## Task directions:
Copy out, character for character, the lines from the one containing "Point out the dark blurred" through the one containing "[1193, 213]", both included.

BEGIN Supplied material

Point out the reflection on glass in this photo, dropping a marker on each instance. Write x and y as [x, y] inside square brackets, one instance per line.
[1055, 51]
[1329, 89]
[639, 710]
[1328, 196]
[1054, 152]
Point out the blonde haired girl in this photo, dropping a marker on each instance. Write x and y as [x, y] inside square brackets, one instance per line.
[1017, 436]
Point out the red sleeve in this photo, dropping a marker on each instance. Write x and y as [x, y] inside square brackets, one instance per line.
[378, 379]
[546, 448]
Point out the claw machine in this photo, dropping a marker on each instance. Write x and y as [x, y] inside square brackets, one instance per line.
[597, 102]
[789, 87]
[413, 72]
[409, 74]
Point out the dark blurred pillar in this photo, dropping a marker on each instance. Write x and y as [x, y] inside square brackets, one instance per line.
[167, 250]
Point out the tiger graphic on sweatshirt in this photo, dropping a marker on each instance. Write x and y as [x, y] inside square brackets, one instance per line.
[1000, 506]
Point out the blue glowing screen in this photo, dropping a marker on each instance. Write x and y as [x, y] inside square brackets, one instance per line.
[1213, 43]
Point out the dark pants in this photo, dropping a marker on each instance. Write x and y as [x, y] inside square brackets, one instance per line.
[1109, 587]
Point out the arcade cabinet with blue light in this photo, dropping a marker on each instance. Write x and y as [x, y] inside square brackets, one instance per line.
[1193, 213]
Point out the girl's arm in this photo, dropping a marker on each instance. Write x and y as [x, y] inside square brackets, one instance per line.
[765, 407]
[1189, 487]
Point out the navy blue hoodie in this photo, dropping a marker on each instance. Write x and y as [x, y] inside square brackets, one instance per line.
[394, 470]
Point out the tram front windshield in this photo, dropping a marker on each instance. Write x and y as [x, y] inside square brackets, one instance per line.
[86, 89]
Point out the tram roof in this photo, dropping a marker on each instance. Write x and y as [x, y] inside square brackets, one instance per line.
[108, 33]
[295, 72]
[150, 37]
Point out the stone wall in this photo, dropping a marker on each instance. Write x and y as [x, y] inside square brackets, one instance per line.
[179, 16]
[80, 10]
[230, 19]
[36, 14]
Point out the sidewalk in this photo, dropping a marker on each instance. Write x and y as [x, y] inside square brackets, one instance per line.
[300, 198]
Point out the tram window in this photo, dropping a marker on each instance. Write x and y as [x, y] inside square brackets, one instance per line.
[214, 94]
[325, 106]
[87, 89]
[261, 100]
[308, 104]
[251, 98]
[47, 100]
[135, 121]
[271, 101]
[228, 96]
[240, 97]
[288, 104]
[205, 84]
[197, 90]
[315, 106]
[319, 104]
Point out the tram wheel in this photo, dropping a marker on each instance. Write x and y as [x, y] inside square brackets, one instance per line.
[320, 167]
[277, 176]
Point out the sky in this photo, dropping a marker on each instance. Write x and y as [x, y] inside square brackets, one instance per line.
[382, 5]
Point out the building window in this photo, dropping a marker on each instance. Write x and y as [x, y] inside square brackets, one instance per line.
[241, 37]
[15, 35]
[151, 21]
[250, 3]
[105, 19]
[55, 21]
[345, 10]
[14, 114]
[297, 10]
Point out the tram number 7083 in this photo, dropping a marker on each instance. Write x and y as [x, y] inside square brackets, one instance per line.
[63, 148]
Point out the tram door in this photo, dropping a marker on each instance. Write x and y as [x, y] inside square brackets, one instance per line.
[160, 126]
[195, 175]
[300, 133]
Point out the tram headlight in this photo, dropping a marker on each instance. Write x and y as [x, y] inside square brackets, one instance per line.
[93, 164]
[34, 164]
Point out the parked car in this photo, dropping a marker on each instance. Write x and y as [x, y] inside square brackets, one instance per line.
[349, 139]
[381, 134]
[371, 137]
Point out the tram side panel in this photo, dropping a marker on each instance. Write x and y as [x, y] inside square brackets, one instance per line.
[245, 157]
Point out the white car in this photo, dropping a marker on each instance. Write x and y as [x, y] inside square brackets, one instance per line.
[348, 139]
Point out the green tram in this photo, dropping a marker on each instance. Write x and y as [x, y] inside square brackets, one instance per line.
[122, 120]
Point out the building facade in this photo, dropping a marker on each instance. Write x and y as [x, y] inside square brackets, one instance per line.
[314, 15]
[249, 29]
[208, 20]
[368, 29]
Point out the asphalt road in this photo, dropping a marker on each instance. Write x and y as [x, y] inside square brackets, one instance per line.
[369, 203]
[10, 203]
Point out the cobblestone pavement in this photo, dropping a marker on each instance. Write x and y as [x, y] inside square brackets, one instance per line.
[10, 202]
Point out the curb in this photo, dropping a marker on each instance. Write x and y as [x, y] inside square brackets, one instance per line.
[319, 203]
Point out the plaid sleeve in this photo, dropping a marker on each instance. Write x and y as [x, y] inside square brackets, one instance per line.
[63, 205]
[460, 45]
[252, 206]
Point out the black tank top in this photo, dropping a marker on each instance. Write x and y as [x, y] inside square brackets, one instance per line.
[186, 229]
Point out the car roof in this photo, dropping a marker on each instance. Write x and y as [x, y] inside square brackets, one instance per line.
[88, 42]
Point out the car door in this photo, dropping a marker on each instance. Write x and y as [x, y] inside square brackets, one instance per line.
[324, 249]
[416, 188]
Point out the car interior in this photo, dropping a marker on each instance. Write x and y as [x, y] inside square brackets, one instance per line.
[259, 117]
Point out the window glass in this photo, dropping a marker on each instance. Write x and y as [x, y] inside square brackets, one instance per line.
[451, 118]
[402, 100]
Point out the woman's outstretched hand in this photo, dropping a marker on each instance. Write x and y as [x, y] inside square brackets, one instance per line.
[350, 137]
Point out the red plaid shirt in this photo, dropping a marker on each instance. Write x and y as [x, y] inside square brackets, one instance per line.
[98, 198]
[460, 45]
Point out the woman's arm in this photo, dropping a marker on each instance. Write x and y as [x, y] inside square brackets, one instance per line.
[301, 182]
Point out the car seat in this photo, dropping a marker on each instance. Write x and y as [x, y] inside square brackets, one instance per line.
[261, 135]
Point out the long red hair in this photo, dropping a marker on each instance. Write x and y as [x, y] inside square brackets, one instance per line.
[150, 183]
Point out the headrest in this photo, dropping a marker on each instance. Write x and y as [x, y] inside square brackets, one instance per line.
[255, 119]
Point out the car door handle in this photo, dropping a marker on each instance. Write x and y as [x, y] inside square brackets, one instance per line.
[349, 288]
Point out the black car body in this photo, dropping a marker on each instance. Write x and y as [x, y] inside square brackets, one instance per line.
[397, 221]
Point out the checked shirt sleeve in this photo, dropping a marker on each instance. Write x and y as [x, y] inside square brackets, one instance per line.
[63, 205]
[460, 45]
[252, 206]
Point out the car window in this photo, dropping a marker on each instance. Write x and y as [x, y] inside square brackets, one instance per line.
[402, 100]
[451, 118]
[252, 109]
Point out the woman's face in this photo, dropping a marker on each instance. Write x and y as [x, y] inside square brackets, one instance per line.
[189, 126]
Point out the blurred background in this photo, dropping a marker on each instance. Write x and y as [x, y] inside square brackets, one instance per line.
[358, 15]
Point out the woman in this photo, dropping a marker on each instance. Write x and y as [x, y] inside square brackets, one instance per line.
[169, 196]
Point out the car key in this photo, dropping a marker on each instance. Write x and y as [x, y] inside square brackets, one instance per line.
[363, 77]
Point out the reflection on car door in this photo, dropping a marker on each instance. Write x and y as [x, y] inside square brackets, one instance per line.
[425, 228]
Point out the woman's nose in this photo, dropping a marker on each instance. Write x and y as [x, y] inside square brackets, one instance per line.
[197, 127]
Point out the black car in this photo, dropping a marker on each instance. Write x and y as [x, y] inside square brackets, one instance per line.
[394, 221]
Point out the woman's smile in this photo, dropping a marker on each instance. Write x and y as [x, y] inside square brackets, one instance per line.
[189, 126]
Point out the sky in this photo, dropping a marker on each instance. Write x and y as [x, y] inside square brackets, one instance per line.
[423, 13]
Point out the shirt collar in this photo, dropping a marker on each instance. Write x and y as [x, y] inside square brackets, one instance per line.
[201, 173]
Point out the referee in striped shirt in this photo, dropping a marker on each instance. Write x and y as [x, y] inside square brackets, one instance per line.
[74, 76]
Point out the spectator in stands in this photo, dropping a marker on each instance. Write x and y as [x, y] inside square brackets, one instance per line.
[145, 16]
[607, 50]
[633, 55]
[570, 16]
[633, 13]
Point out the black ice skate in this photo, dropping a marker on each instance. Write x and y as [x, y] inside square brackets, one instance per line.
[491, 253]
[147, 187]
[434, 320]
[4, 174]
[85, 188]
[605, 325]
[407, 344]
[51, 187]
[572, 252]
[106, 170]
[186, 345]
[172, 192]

END Supplied material

## Correct response:
Point out the dark blurred pillar in this photo, dropping a marker on each instance. Write x and y as [x, y] inside square brackets, one instance per line.
[167, 250]
Point out the tiger graphic on sweatshirt in this photo, dropping a marker on each instance. Write x and y as [x, y] inside square brackets, one instance per line.
[1000, 506]
Point out the blue glowing screen in this photo, dropping a marker on each instance. Write x and y as [x, y] inside square brackets, one instance per line.
[1213, 43]
Point out the dark pants in this photo, dropping a marker on each instance. Write x and y as [x, y] inside square brackets, one instance per line.
[1109, 587]
Point out the arcade cabinet with blue light in this photo, dropping a marker on each instance. Write x and y as [x, y] inside square brackets, one instance per line.
[1193, 213]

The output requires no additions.